╭─ Records to process

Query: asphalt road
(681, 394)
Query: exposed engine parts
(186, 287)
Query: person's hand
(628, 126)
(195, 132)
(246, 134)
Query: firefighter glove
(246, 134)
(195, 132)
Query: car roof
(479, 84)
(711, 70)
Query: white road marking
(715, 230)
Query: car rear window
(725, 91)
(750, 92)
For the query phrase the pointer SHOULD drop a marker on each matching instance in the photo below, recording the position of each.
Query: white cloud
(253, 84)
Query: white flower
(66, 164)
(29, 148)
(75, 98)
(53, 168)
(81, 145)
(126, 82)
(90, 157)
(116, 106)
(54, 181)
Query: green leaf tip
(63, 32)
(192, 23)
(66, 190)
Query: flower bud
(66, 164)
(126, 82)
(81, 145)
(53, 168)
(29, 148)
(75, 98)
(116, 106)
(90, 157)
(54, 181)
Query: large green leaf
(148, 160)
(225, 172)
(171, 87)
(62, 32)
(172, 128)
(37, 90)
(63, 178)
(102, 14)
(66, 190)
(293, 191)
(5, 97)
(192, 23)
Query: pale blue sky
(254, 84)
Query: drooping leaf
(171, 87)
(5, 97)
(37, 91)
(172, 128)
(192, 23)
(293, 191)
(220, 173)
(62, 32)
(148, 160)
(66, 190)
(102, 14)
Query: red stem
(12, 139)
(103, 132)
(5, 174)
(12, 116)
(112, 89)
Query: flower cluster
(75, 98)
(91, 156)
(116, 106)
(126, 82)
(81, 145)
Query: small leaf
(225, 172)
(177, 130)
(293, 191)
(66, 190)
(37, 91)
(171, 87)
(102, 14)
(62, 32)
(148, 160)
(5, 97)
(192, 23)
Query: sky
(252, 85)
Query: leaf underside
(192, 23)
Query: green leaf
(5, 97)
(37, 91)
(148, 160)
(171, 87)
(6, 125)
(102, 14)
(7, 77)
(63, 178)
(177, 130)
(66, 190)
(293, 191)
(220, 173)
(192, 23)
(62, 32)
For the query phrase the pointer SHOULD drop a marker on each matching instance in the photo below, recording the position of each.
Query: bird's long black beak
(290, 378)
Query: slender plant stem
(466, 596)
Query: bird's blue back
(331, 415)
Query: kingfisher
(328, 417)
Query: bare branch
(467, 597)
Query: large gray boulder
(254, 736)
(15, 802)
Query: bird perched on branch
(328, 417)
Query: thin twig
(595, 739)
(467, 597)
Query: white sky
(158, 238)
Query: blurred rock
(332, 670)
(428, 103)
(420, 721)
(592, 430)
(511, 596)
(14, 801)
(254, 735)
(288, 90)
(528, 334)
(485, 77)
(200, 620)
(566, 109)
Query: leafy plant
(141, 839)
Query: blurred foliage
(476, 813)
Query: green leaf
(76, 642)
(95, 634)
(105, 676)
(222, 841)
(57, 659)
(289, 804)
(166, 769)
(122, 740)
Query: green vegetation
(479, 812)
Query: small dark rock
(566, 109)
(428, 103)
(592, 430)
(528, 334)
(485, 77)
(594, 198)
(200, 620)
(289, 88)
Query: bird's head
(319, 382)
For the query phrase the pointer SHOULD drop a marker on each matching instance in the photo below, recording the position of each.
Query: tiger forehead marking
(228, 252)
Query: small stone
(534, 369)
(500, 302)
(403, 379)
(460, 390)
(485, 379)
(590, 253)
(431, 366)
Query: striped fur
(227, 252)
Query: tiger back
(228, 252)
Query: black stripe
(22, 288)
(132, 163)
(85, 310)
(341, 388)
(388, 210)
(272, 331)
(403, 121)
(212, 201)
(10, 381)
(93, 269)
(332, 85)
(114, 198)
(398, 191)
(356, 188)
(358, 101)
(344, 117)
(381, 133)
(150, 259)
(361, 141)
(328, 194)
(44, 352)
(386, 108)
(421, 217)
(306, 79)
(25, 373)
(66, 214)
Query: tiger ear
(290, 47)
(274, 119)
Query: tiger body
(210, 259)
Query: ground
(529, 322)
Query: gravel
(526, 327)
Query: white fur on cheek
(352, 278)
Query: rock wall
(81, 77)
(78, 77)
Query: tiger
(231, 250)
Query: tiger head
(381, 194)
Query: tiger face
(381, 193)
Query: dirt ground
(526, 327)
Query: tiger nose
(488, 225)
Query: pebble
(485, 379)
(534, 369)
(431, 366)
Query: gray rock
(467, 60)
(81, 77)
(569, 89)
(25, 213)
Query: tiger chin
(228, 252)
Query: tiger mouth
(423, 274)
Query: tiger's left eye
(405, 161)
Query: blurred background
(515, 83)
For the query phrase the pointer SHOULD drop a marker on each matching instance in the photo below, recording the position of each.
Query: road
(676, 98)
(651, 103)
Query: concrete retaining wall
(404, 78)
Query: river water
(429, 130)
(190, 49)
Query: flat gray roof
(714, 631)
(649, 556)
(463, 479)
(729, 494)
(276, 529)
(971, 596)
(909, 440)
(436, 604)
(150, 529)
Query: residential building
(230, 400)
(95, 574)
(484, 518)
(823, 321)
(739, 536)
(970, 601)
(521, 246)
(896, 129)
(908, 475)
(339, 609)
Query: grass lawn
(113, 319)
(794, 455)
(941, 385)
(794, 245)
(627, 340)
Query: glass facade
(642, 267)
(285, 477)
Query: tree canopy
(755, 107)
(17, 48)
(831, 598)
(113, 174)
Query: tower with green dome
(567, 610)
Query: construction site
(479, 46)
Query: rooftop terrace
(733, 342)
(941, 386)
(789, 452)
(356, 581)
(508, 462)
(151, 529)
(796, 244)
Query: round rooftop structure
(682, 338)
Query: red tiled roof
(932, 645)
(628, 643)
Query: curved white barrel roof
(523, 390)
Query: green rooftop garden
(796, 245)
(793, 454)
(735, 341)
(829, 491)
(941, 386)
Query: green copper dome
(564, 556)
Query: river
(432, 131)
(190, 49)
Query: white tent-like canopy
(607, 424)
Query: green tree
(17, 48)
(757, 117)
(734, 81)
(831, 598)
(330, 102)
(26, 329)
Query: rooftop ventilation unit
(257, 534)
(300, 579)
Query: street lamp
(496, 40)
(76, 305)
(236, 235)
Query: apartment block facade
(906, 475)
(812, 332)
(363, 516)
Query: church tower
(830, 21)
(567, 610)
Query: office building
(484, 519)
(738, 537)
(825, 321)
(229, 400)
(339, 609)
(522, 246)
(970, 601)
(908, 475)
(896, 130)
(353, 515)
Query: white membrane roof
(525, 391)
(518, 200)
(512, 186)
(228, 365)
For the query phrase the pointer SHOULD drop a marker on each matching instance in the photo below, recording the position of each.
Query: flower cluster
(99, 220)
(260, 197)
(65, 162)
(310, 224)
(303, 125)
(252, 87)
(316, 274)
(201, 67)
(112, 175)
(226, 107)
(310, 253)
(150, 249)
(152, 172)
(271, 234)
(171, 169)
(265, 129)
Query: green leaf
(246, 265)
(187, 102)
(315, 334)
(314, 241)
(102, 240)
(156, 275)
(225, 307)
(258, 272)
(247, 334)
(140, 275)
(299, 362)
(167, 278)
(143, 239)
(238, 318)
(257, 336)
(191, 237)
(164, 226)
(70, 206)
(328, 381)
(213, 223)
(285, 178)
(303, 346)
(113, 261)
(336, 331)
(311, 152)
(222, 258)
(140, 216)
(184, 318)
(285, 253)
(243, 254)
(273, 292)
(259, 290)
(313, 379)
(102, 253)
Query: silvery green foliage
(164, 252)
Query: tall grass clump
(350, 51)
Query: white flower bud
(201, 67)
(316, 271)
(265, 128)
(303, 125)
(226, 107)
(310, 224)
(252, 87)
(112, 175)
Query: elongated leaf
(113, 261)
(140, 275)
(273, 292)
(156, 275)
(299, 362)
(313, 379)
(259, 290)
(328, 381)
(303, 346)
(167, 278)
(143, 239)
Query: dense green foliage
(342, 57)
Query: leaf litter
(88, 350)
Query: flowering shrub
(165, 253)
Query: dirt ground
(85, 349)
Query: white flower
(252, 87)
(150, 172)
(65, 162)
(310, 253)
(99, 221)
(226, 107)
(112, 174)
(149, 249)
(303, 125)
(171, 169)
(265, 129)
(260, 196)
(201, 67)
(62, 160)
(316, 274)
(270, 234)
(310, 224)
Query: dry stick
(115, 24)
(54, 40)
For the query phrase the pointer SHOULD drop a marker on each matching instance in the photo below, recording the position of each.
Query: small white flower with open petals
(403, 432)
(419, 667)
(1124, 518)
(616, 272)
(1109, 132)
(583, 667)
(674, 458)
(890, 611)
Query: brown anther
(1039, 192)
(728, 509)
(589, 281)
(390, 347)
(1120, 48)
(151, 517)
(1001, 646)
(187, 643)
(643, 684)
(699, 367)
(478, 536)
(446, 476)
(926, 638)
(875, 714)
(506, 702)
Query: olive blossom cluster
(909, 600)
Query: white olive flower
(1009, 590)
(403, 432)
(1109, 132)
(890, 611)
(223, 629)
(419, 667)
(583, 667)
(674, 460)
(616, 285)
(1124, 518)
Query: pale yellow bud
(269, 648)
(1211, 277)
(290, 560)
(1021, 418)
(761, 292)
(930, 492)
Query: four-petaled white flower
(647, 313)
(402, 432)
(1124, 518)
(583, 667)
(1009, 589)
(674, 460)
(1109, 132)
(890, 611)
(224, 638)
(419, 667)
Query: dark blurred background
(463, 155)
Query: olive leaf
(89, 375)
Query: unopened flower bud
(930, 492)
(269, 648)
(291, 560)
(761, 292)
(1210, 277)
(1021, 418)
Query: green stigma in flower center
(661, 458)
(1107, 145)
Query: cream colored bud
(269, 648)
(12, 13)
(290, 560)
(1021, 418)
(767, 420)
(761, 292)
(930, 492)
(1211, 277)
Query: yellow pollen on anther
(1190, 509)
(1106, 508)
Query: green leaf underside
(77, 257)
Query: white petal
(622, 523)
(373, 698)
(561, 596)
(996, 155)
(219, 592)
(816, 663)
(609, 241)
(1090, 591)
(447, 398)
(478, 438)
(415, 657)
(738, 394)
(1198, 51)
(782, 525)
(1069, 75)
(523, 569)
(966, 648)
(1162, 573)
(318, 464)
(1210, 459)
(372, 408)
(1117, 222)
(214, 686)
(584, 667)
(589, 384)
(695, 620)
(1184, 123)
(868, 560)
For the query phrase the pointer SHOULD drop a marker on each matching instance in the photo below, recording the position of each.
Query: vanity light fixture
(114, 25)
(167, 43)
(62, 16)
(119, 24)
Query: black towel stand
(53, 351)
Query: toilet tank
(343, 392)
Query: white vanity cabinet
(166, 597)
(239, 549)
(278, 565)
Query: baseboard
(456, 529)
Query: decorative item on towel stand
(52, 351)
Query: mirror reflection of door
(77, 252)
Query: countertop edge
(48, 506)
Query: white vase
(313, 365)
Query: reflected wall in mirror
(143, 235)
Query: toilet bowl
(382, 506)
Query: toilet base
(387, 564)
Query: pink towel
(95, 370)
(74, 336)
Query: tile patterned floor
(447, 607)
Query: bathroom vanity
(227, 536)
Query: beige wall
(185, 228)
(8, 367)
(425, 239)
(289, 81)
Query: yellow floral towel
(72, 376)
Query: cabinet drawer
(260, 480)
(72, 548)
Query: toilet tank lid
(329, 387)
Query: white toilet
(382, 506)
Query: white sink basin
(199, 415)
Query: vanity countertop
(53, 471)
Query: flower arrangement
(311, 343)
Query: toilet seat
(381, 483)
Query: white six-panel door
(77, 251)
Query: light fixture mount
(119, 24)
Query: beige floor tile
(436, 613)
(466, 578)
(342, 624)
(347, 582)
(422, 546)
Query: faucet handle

╰─

Given exercise =
Reproduce, unchanged, everything from the line containing "Query: decorative item on towel stand" down through the last of the rows above, including both ends.

Answer to the problem =
Query: decorative item on towel stand
(52, 351)
Query: mirror reflection of door
(77, 252)
Query: countertop edge
(48, 506)
Query: white vase
(313, 365)
Query: reflected wall in mirror
(143, 235)
Query: toilet bowl
(382, 506)
Query: toilet base
(387, 564)
Query: pink towel
(95, 370)
(74, 336)
Query: tile patterned floor
(447, 607)
Query: bathroom vanity
(227, 536)
Query: beige wall
(185, 228)
(8, 367)
(425, 239)
(289, 81)
Query: yellow floral towel
(72, 376)
Query: cabinet drawer
(260, 480)
(72, 548)
Query: toilet tank lid
(329, 387)
Query: white toilet
(382, 506)
Query: white sink basin
(199, 415)
Query: vanity countertop
(53, 471)
Query: flower arrangement
(311, 343)
Query: toilet seat
(381, 483)
Query: white six-panel door
(77, 251)
Query: light fixture mount
(119, 24)
Query: beige floor tile
(436, 613)
(466, 578)
(342, 624)
(347, 582)
(422, 546)
Query: faucet handle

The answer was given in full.